PROBLEM DETAILS: All of the data should be output character for character, except the pictures.

Image location labeling entries
═══
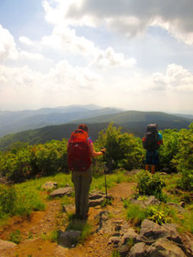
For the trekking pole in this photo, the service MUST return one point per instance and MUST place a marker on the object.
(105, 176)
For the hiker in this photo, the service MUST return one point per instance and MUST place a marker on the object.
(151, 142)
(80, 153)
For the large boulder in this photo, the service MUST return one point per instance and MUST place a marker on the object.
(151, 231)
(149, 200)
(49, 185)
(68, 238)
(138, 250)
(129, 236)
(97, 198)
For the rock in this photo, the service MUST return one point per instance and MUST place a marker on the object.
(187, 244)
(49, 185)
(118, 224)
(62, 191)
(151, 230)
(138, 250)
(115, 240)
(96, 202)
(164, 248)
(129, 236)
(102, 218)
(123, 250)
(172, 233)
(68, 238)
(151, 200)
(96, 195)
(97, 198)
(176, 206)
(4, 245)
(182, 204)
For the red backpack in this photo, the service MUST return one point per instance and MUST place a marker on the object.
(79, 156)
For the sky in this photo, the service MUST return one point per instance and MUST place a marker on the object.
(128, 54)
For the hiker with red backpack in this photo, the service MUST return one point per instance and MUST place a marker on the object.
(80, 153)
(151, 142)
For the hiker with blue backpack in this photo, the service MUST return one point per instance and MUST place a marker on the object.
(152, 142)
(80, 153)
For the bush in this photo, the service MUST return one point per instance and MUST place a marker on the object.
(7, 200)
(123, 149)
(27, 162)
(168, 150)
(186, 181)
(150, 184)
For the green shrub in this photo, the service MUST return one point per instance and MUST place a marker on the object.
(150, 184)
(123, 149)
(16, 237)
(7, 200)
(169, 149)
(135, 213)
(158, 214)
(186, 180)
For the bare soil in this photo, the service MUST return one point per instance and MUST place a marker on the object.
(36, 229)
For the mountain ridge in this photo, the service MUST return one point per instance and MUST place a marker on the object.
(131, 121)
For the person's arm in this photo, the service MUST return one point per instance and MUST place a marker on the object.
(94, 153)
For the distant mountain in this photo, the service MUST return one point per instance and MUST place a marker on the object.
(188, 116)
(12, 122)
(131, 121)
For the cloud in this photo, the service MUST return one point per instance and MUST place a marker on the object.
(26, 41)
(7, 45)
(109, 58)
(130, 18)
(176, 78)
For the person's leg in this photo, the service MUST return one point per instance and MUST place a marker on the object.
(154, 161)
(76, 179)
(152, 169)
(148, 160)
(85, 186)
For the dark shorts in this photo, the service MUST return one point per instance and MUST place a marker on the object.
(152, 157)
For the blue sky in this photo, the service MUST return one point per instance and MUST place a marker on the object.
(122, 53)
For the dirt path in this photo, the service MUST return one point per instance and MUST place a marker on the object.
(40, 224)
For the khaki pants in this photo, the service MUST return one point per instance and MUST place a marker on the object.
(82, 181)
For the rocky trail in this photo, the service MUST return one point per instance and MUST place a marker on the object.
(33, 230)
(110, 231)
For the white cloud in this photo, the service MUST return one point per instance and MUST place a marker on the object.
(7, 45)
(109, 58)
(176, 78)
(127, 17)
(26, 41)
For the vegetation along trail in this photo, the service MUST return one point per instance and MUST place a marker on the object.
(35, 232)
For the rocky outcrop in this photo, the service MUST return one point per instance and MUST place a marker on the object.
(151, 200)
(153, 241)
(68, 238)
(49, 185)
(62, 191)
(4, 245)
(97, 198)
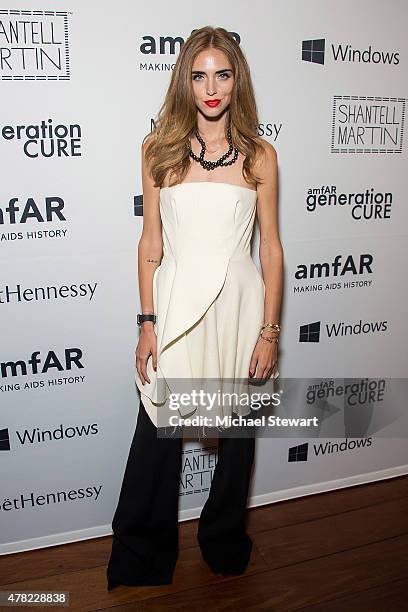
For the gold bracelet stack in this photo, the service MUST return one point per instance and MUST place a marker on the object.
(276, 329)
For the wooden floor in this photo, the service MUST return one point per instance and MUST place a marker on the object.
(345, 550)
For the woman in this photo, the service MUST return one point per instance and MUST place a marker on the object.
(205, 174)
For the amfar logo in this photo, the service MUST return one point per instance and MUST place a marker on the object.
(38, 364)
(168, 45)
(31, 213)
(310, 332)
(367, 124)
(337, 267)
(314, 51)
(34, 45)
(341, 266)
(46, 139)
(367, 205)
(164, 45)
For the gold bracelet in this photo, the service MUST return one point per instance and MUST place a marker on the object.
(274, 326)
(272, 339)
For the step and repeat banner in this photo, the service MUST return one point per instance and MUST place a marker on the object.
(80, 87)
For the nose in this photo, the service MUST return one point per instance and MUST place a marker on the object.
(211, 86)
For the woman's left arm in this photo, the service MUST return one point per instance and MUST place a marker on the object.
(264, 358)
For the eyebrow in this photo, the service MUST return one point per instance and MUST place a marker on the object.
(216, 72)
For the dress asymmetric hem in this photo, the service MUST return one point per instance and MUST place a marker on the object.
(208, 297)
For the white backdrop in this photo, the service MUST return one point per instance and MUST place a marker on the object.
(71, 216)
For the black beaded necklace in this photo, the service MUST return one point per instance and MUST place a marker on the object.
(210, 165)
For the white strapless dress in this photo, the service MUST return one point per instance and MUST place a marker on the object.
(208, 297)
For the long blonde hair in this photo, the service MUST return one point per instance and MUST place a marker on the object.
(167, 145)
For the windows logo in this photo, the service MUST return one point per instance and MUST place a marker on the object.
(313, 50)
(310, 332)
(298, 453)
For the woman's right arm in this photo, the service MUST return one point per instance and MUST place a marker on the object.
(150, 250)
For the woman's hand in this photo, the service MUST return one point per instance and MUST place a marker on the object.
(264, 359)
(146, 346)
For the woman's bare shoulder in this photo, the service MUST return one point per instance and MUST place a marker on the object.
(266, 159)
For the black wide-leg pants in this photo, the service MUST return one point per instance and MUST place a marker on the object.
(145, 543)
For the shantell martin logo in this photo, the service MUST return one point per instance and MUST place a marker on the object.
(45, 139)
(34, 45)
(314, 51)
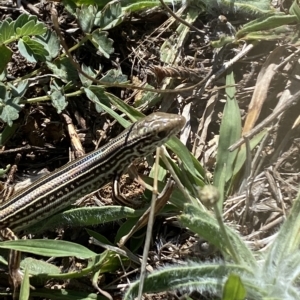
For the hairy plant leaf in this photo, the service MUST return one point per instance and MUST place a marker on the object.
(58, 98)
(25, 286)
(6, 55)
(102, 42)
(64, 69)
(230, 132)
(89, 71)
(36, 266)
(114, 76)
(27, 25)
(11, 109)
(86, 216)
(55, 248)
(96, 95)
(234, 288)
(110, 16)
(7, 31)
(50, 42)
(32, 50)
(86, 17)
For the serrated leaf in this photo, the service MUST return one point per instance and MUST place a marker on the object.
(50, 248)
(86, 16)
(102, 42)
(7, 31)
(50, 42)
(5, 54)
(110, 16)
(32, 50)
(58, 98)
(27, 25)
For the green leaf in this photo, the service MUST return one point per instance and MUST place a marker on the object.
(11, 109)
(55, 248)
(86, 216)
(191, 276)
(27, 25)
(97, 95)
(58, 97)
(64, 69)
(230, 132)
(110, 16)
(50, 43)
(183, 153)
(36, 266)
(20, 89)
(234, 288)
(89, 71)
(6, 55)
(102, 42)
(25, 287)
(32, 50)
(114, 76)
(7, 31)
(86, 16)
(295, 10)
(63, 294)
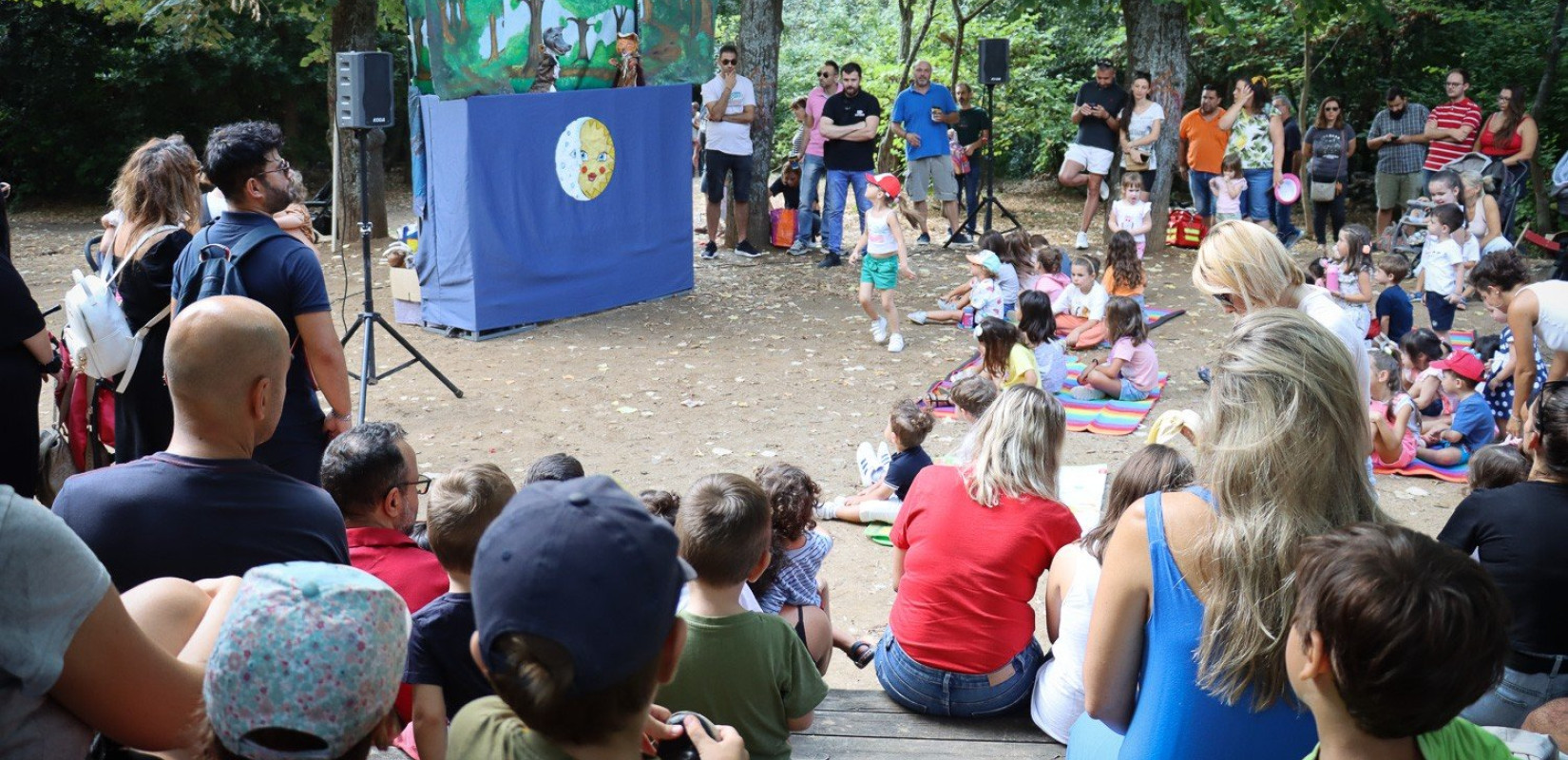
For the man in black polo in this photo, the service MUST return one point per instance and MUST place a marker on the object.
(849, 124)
═══
FINAL RESULT:
For the trekking pole in this photo, the service MUST return one point per instance and MUST place a marker on the object.
(105, 176)
For the hiker in this photo, the service MUST return one point per instance and MUST place a marker on the object.
(151, 142)
(80, 153)
For the large boulder in this photo, the service MUST return one point per instance and MUST place a marker on the object.
(151, 231)
(149, 200)
(49, 185)
(68, 238)
(138, 250)
(129, 236)
(97, 198)
For the rock in this photo, the service MUST return one point per instance and MUST place a marker on the object.
(187, 244)
(49, 185)
(118, 224)
(62, 191)
(151, 230)
(138, 250)
(115, 240)
(96, 202)
(164, 248)
(129, 236)
(102, 218)
(123, 250)
(172, 233)
(68, 238)
(151, 200)
(96, 195)
(97, 198)
(176, 206)
(4, 245)
(182, 204)
For the red backpack in this photo, the service MUST return one point per instance and MUST place a marker on the object.
(79, 156)
For the sky in this photo, the service MUST return one point per instance and MUST place a marker on the object.
(128, 54)
For the hiker with red backpack in this photo, the service MUST return one point per instance and MUST place a marker on the object.
(80, 153)
(151, 142)
For the hiker with blue backpack in this photo, the service MUST return one point per instance and MUST place a marker on the object.
(152, 142)
(80, 153)
For the bush in this photo, the service MUST return one point per instance and MUST place a marker on the object.
(7, 200)
(123, 149)
(27, 162)
(168, 150)
(186, 181)
(150, 184)
For the green shrub in this photo, the service MUST return one point per instance and MUST place a marker on the object.
(150, 184)
(123, 149)
(16, 237)
(7, 200)
(169, 149)
(135, 213)
(158, 214)
(186, 180)
For the bare soil in this photo, the service MUST return one point per instance and MUST place a marker on the object.
(36, 229)
For the mountain ridge in this photo, the service MUST return one point per instance and MUST place a marker on the object.
(131, 121)
For the person's arm in this photo, the service MUST return one point per instance and MUST place a marker on the object.
(94, 153)
For the distant mountain in this photo, the service MUST return one point per instance and MUST place a marker on the object.
(188, 116)
(12, 122)
(131, 121)
For the cloud in this photo, the service MUST return one point per instance and MUST place a marker on the object.
(26, 41)
(7, 45)
(109, 58)
(130, 18)
(176, 78)
For the person's leg in this photo, the service MUST return one point per instance and MUST place a marker on the object.
(154, 161)
(76, 179)
(152, 169)
(148, 160)
(85, 186)
For the dark shorts in this photo, the service MUST return one point per instance and MUST place a marker on the object.
(152, 157)
For the blue sky in this photo, the service MUST return one point per instance and MUST place a marker on the object.
(122, 53)
For the dirt path in this photo, the service MUST return one point per instance and MUST place a marker on the object.
(40, 224)
For the khaki pants in this photo, the service MUST return one point per instance and MUST place a marker on the object.
(82, 181)
For the rocky trail in this photo, the service MUST return one point per instance and MUST place a marker on the object.
(33, 230)
(110, 231)
For the white cloud in this photo, the service MUST return one point per instance and MUST place a marker on the object.
(7, 45)
(109, 58)
(176, 78)
(127, 17)
(26, 41)
For the vegetation along trail in this photo, the service MUST return one point per instance and MUST place a marker on the object.
(35, 232)
For the rocky outcrop in this photo, the service MUST return one point per instance and MUST place a marker on the object.
(151, 200)
(153, 241)
(68, 238)
(49, 185)
(62, 191)
(4, 245)
(97, 198)
For the gold bracelet stack in this photo, the service MUST return one point per instance and MUST place a marker on the object.
(276, 329)
For the wooden floor in this photo, the service MUST return one point per instance and MUST place a marker on the object.
(345, 550)
For the woman in this photo, the service MUST return one point per instance and MUST place a marker on the object.
(205, 174)
For the amfar logo in this photo, the service MUST return one point per instance and MUST place a marker on the object.
(38, 364)
(168, 45)
(31, 213)
(310, 332)
(367, 124)
(337, 267)
(314, 51)
(34, 45)
(341, 266)
(46, 139)
(367, 205)
(164, 45)
For the gold bracelet in this photo, the service MUST return one point per instance and MUST place a marker on the object.
(274, 326)
(272, 339)
For the step and repeat banner in this photo, the service MUST return one point per instance and MUST place a marker on the object.
(80, 87)
For the nose in this photo, the service MUST return one point per instance and MUST place a marker on the object.
(211, 86)
For the woman's left arm in this photo, the service MUST return one point per instance and MUST place a marker on the object.
(264, 358)
For the eyebrow in this photo, the service MUST return one point per instance and MUST place a marker on the object.
(216, 72)
For the dress asymmetric hem in this photo, the service MUST return one point per instance and MUST place a marker on the object.
(208, 297)
For the white backdrop in this photo, the service MUST return one point per instance and MUST place a marker on the object.
(71, 216)
For the black beaded necklace in this photo, the service MUST return one point per instance and MUST place a marker on the object.
(210, 165)
For the white strapless dress in this photo, the service MUST return one point per instance and MUST place a marker on the object.
(208, 297)
For the long blonde hair in this photo, the service MUST return one point per instance and MUST place a marker on the object.
(167, 145)
For the windows logo in this photo, the service MUST return one point per instance and MUST place a marker on the object.
(313, 50)
(310, 332)
(298, 453)
For the woman's right arm in this photo, the service MUST return one point per instance and MUST place a marker on the object.
(150, 250)
For the woman's hand in this photo, the service MUST return one point per instance and MUST place a marker on the object.
(264, 359)
(146, 346)
For the woman's bare shoulder in this photo, the service MUST return one point per instance and MUST place a marker on the object.
(266, 159)
For the black wide-leg pants in this photo, the service MUST return one point per instance and MUST place a marker on the object.
(145, 543)
For the shantell martin logo in this photo, the service MUST return one point per instance and MUST place a marker on the object.
(45, 139)
(34, 45)
(314, 51)
For the hairy plant leaf in this photo, the service MUST return one point per instance and MUST place a marker on the object.
(58, 98)
(25, 286)
(6, 55)
(102, 42)
(64, 69)
(230, 132)
(89, 71)
(36, 266)
(114, 76)
(27, 25)
(11, 109)
(86, 216)
(55, 248)
(96, 95)
(234, 288)
(110, 16)
(7, 31)
(50, 42)
(32, 50)
(86, 17)
For the serrated leaf in this photo, the service MUST return one point per instance and MUST place a marker on the object.
(50, 248)
(86, 16)
(102, 42)
(7, 31)
(50, 42)
(5, 54)
(110, 16)
(32, 50)
(58, 98)
(27, 25)
For the green leaf in this photo, the service MUST return one point per instance and MUST place a marker on the object.
(11, 109)
(55, 248)
(86, 216)
(191, 276)
(27, 25)
(97, 95)
(58, 97)
(64, 69)
(230, 132)
(110, 16)
(50, 43)
(183, 153)
(36, 266)
(20, 89)
(234, 288)
(89, 71)
(6, 55)
(102, 42)
(25, 287)
(32, 50)
(114, 76)
(7, 31)
(86, 16)
(295, 10)
(63, 294)
For the man in black polo in this photo, the service MUST return one point per instance and MUST place a marker on the object.
(849, 124)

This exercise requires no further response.